-- Start Exercise material --

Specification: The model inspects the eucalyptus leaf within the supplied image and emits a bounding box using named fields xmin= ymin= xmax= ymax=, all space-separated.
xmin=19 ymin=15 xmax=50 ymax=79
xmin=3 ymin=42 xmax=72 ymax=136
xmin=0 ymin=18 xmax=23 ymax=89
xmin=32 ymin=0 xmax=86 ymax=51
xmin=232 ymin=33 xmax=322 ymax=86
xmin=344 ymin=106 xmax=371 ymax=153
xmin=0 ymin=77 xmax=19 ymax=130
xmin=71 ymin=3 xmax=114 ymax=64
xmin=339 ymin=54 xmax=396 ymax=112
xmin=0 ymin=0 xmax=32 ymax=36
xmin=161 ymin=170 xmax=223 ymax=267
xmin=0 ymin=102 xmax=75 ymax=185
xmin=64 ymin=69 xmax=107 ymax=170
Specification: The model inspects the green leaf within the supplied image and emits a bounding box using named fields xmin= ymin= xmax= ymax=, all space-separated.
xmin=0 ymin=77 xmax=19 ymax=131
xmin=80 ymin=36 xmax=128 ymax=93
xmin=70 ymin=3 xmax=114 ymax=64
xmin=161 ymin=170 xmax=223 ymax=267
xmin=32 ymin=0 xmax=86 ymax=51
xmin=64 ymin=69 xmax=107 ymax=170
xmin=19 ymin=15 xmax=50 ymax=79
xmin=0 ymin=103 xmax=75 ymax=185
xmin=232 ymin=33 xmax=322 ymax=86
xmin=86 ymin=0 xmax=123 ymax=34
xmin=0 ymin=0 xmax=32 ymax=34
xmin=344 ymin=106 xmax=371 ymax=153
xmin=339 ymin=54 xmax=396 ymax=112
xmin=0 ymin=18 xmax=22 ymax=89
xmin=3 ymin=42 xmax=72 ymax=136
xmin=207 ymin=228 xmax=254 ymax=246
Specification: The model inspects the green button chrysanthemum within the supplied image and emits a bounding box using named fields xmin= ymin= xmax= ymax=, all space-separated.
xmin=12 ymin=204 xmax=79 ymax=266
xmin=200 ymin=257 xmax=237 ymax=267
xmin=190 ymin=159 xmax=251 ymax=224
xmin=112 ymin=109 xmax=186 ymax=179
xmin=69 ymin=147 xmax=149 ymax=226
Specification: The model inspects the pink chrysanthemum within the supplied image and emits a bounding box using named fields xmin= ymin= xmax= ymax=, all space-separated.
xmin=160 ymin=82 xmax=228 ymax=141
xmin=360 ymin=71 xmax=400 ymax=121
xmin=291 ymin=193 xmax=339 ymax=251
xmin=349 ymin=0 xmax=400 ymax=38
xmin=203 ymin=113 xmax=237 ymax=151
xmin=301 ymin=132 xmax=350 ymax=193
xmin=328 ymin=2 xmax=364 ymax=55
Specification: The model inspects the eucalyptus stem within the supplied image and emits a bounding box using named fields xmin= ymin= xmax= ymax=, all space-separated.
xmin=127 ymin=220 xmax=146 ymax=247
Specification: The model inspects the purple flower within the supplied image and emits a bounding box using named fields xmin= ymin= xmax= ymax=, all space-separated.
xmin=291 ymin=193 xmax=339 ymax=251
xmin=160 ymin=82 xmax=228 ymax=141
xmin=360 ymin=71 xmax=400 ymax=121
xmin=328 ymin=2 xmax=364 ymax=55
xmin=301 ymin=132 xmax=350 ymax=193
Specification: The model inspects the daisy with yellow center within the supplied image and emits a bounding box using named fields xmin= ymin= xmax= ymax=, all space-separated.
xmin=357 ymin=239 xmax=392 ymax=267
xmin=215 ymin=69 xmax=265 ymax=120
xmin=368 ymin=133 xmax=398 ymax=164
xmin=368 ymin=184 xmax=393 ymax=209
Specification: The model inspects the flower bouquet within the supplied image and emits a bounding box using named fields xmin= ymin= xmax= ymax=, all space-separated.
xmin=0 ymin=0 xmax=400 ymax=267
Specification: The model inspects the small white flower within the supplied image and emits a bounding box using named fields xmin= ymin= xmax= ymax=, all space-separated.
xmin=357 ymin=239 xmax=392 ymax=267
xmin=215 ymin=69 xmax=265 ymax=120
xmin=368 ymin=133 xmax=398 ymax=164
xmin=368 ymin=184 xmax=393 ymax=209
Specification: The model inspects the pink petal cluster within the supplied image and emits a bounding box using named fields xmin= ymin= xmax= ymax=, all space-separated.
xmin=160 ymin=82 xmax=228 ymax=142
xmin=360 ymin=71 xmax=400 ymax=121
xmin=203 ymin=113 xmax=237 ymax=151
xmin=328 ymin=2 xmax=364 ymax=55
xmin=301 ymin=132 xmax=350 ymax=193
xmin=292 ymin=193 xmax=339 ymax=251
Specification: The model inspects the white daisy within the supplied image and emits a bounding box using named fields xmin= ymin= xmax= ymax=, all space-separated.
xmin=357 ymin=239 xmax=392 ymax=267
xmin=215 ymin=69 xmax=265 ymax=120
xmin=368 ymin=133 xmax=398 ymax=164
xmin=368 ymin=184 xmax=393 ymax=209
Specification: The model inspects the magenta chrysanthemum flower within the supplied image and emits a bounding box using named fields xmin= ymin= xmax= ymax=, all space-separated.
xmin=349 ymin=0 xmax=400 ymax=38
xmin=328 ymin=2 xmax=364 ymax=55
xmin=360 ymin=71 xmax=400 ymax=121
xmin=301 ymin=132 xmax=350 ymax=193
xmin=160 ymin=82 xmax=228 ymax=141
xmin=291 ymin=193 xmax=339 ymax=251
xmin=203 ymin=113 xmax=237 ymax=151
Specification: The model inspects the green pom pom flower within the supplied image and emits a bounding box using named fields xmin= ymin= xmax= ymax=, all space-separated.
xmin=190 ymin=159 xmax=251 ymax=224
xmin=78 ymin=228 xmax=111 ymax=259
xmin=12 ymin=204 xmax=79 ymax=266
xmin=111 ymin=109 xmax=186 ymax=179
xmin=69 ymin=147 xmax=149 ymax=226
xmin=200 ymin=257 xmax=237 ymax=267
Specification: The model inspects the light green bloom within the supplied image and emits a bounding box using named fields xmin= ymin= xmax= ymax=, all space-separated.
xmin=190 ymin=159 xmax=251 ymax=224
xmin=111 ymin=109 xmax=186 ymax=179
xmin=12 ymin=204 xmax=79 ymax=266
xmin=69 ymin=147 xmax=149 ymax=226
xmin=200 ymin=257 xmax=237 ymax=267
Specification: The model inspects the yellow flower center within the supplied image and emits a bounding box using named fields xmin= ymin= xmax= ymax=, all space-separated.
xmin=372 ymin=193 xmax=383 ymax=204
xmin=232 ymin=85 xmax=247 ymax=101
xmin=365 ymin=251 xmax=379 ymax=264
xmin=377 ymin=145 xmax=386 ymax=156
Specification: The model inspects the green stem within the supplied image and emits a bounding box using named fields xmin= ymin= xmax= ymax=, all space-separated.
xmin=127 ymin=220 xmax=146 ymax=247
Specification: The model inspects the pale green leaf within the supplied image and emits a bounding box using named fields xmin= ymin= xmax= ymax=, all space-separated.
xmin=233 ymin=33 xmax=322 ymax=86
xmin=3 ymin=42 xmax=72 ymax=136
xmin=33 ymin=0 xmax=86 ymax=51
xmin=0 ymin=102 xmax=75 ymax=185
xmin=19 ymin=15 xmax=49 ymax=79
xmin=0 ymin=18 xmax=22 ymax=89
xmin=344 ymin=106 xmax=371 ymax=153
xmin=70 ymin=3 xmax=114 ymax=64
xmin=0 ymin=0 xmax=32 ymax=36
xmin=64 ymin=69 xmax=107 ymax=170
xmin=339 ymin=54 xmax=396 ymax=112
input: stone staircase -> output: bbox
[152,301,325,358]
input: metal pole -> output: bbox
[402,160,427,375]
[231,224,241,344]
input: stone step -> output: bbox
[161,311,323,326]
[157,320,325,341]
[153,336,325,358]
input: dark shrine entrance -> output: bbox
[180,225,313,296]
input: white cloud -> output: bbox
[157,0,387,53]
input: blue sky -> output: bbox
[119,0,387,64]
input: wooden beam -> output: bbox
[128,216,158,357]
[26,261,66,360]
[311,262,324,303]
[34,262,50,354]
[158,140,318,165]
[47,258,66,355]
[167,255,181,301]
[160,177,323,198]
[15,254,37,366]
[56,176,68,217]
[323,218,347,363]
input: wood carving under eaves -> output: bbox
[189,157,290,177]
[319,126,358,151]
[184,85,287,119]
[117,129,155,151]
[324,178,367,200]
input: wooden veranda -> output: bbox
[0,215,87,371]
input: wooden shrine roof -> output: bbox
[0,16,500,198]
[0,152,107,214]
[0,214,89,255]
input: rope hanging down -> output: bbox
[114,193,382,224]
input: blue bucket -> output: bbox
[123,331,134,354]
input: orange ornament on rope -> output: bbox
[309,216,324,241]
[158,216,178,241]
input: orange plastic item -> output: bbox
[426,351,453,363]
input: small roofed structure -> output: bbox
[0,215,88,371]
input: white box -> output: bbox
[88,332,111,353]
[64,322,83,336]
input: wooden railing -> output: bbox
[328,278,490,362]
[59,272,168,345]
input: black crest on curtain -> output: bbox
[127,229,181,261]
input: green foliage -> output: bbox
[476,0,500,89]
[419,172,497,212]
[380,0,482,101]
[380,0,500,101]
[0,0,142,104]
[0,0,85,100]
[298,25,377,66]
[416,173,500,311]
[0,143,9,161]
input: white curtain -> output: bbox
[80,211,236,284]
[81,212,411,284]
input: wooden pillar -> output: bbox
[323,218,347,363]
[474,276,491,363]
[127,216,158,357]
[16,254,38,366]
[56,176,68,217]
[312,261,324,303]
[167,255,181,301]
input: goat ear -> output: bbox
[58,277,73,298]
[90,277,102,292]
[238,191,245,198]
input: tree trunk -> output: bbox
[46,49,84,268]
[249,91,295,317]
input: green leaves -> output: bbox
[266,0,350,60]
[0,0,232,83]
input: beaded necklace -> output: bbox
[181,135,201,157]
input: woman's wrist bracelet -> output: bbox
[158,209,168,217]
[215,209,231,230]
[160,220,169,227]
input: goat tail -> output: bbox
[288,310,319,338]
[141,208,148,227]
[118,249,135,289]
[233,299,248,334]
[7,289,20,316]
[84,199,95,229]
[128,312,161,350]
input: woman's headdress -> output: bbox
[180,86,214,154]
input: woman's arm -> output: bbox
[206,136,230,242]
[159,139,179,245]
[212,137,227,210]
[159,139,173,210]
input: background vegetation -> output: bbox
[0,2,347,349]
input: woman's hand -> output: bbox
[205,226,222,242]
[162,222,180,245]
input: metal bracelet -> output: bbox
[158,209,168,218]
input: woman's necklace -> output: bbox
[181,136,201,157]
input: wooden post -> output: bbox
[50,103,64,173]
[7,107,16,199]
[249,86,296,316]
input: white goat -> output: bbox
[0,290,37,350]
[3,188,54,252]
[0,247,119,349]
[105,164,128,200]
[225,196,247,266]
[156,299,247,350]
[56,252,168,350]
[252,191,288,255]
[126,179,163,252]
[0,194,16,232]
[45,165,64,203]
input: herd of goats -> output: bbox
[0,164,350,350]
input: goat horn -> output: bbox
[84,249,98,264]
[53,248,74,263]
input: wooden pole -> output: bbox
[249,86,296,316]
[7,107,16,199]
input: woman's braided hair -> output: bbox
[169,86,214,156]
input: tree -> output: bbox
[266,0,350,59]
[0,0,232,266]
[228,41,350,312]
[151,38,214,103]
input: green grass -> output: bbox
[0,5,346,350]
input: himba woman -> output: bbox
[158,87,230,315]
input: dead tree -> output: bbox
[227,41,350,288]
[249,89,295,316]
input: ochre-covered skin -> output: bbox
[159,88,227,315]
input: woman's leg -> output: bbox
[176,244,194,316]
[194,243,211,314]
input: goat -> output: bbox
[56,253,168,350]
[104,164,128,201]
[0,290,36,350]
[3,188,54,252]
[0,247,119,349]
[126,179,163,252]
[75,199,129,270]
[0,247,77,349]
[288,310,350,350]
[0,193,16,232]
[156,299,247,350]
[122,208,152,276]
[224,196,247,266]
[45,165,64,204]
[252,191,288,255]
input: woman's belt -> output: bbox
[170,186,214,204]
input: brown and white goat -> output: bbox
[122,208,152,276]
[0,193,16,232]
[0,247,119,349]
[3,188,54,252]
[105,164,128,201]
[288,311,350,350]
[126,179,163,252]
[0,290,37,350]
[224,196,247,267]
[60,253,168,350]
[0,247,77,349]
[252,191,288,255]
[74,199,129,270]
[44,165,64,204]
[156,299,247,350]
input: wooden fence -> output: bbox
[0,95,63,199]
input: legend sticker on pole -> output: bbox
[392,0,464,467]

-- End Exercise material --

Copy out the data without changes, starting at the line that contains "input: dead tree -> output: bbox" and ending at the end of the data, both included.

input: dead tree -> output: bbox
[227,41,350,288]
[249,89,295,316]
input: ochre-covered skin -> output: bbox
[159,88,227,315]
input: woman's leg -> output: bbox
[176,244,194,316]
[194,243,211,314]
input: goat -> output: bbox
[56,253,168,350]
[104,164,128,201]
[0,290,36,350]
[3,188,54,252]
[0,247,119,349]
[126,179,163,252]
[75,199,129,270]
[0,247,77,349]
[288,310,350,350]
[0,193,16,232]
[156,299,247,350]
[122,208,152,276]
[224,196,247,266]
[45,165,64,204]
[252,191,288,255]
input: woman's belt -> output: bbox
[170,186,214,204]
input: brown and white goat -> output: bbox
[122,208,152,276]
[0,193,16,232]
[0,247,119,349]
[3,188,54,252]
[105,164,128,201]
[288,311,350,350]
[126,179,163,252]
[0,290,37,350]
[224,196,247,267]
[60,253,168,350]
[0,247,77,349]
[252,191,288,255]
[74,199,129,270]
[44,165,64,204]
[156,299,247,350]
input: wooden fence -> output: bbox
[0,95,63,199]
input: legend sticker on pole -> output: bbox
[392,0,464,467]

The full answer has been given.